(Entries for pointing at named objects)
◆ ◆ ◆ ◆ ◆ ◆ ◆

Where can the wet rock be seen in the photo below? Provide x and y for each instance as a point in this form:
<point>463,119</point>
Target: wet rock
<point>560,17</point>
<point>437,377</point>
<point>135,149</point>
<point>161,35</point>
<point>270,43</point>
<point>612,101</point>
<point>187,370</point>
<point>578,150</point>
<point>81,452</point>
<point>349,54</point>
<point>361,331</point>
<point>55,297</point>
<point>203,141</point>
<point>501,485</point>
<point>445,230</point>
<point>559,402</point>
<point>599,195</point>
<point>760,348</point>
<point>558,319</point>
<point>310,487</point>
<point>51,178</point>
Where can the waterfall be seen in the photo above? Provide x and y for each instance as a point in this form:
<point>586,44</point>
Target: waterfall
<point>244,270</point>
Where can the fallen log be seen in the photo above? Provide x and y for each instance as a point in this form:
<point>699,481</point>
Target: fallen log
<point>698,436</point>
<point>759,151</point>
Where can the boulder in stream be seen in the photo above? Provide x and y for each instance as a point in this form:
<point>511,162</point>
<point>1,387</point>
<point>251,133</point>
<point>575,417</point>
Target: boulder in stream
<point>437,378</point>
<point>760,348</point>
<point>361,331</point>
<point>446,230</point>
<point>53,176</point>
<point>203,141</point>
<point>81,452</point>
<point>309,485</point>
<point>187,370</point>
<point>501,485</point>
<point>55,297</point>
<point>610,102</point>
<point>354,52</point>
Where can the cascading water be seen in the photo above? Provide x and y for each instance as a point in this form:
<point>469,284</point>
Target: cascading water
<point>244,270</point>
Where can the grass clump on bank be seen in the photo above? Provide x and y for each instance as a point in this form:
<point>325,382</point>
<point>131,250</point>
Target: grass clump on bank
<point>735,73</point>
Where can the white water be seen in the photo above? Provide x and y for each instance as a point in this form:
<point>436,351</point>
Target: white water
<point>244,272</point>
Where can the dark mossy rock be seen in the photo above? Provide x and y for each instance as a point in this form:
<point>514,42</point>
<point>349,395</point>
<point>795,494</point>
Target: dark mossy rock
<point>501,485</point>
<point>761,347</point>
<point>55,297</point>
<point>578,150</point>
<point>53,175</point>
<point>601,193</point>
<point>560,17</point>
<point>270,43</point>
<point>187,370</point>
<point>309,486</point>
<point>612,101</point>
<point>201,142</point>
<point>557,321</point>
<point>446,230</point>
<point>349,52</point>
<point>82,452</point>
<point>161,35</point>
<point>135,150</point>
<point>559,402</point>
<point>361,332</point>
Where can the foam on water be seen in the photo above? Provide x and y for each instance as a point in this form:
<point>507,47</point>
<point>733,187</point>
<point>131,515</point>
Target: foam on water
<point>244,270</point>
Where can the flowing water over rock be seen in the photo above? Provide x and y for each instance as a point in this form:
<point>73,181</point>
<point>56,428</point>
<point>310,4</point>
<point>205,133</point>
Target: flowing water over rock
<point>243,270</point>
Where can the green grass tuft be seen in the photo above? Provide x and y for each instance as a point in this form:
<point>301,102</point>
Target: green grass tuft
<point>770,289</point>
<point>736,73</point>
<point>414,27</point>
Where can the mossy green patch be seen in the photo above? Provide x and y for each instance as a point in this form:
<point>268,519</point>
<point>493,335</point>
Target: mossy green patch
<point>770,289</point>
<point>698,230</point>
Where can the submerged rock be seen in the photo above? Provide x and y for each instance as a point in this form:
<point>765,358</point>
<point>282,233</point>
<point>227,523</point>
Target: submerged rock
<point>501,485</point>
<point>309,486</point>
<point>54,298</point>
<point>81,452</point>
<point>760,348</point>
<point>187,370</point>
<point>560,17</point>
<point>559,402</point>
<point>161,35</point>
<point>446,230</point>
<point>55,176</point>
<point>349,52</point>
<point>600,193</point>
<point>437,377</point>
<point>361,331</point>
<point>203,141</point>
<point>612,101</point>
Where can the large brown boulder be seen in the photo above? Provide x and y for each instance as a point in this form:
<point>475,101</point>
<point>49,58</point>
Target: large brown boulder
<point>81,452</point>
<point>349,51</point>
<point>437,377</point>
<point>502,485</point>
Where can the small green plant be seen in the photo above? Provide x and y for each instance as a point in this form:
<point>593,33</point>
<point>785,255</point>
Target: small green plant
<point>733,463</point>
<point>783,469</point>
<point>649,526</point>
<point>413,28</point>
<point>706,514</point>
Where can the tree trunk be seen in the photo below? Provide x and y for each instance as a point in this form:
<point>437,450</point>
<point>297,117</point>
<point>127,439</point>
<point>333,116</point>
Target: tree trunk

◆ ◆ ◆ ◆ ◆ ◆ ◆

▶ **Request**: Convert the entries above into a JSON list of strings, with each line as its own string and blank lines dropped.

▶ **The reply**:
[
  "Where can the wet rock be seen in the photo below? Provide x and y for each instance as a point in this form:",
  "<point>463,119</point>",
  "Target: wet rock",
  "<point>560,17</point>",
  "<point>437,377</point>",
  "<point>135,149</point>",
  "<point>161,35</point>",
  "<point>270,43</point>",
  "<point>612,101</point>",
  "<point>187,370</point>",
  "<point>578,150</point>",
  "<point>81,452</point>",
  "<point>349,54</point>",
  "<point>361,331</point>",
  "<point>55,297</point>",
  "<point>203,141</point>",
  "<point>501,485</point>",
  "<point>445,230</point>",
  "<point>559,402</point>",
  "<point>599,195</point>",
  "<point>760,348</point>",
  "<point>558,319</point>",
  "<point>310,487</point>",
  "<point>51,178</point>",
  "Where can the waterfall be seen in the photo above? Provide x and y for each instance as a point in this form:",
  "<point>586,44</point>",
  "Target: waterfall",
  "<point>244,270</point>",
  "Where can the fallen log be seen in the photo above? Provide x and y for each instance as a point in this form:",
  "<point>699,481</point>",
  "Target: fallen log",
  "<point>698,436</point>",
  "<point>759,151</point>",
  "Where can the boulder in stream be seen in the photo above? Provide x and y for each instance as a point in this form:",
  "<point>511,162</point>",
  "<point>1,387</point>",
  "<point>251,133</point>",
  "<point>575,417</point>",
  "Target: boulder in stream",
  "<point>437,378</point>",
  "<point>760,348</point>",
  "<point>361,331</point>",
  "<point>446,230</point>",
  "<point>53,176</point>",
  "<point>203,141</point>",
  "<point>81,452</point>",
  "<point>309,485</point>",
  "<point>187,370</point>",
  "<point>501,485</point>",
  "<point>55,297</point>",
  "<point>610,102</point>",
  "<point>354,52</point>",
  "Where can the cascading water be seen in the photo above? Provide x and y for each instance as a point in this form:",
  "<point>469,284</point>",
  "Target: cascading water",
  "<point>244,270</point>",
  "Where can the grass clump on bank be seen in the photo above? Provide x and y for each instance as a point in this form:",
  "<point>325,382</point>",
  "<point>131,250</point>",
  "Target: grass clump on bank",
  "<point>735,73</point>",
  "Where can the white water be seen in the photo above? Provide x and y for each instance as a point in this form:",
  "<point>436,351</point>",
  "Target: white water",
  "<point>244,272</point>",
  "Where can the dark mossy rock be seen in the photo above? Provide x and y for each instance as a point in this form:",
  "<point>514,42</point>",
  "<point>349,395</point>",
  "<point>795,494</point>",
  "Target: dark mossy rock",
  "<point>501,485</point>",
  "<point>761,347</point>",
  "<point>55,297</point>",
  "<point>578,150</point>",
  "<point>53,175</point>",
  "<point>601,193</point>",
  "<point>560,17</point>",
  "<point>270,43</point>",
  "<point>187,370</point>",
  "<point>309,486</point>",
  "<point>612,101</point>",
  "<point>201,142</point>",
  "<point>557,321</point>",
  "<point>446,230</point>",
  "<point>349,52</point>",
  "<point>82,452</point>",
  "<point>161,35</point>",
  "<point>135,150</point>",
  "<point>559,402</point>",
  "<point>361,332</point>",
  "Where can the foam on water be seen in the photo above? Provide x and y for each instance as a point in this form:",
  "<point>507,47</point>",
  "<point>733,187</point>",
  "<point>131,515</point>",
  "Target: foam on water",
  "<point>244,270</point>",
  "Where can the flowing water over rock be seen in the photo above? Provide x and y for each instance as a point in this form:",
  "<point>73,181</point>",
  "<point>56,428</point>",
  "<point>310,4</point>",
  "<point>205,133</point>",
  "Target: flowing water over rock",
  "<point>243,270</point>",
  "Where can the green grass tuft be seen in the photo above? Provide x and y for each instance as a point in this form:",
  "<point>301,102</point>",
  "Target: green grass tuft",
  "<point>770,289</point>",
  "<point>736,73</point>",
  "<point>414,27</point>",
  "Where can the mossy green patch be seen in the photo above? Provide x and y for each instance as a point in this form:",
  "<point>268,519</point>",
  "<point>493,335</point>",
  "Target: mossy green patch",
  "<point>770,289</point>",
  "<point>698,230</point>",
  "Where can the submerged rock be seen in the photo above? Provide x and y for each instance as a point in this form:",
  "<point>765,358</point>",
  "<point>282,233</point>",
  "<point>227,523</point>",
  "Target: submerged rock",
  "<point>501,485</point>",
  "<point>309,486</point>",
  "<point>54,298</point>",
  "<point>81,452</point>",
  "<point>760,348</point>",
  "<point>187,370</point>",
  "<point>560,17</point>",
  "<point>559,402</point>",
  "<point>161,35</point>",
  "<point>446,230</point>",
  "<point>55,176</point>",
  "<point>349,52</point>",
  "<point>600,193</point>",
  "<point>437,377</point>",
  "<point>361,331</point>",
  "<point>203,141</point>",
  "<point>612,101</point>",
  "Where can the large brown boulder be seen in the photo above? Provide x and y for each instance as a point in this form:",
  "<point>475,101</point>",
  "<point>49,58</point>",
  "Target: large brown boulder",
  "<point>81,452</point>",
  "<point>349,51</point>",
  "<point>437,377</point>",
  "<point>502,485</point>",
  "Where can the small green plant be seen in the photo above? Provide x and y for each instance as a point in this form:",
  "<point>593,33</point>",
  "<point>785,255</point>",
  "Target: small green plant",
  "<point>733,463</point>",
  "<point>783,469</point>",
  "<point>649,526</point>",
  "<point>413,28</point>",
  "<point>706,514</point>",
  "Where can the tree trunk be seen in the photo below? Provide x and y for each instance as a point in this form:",
  "<point>437,450</point>",
  "<point>297,117</point>",
  "<point>127,439</point>",
  "<point>333,116</point>",
  "Target: tree trunk"
]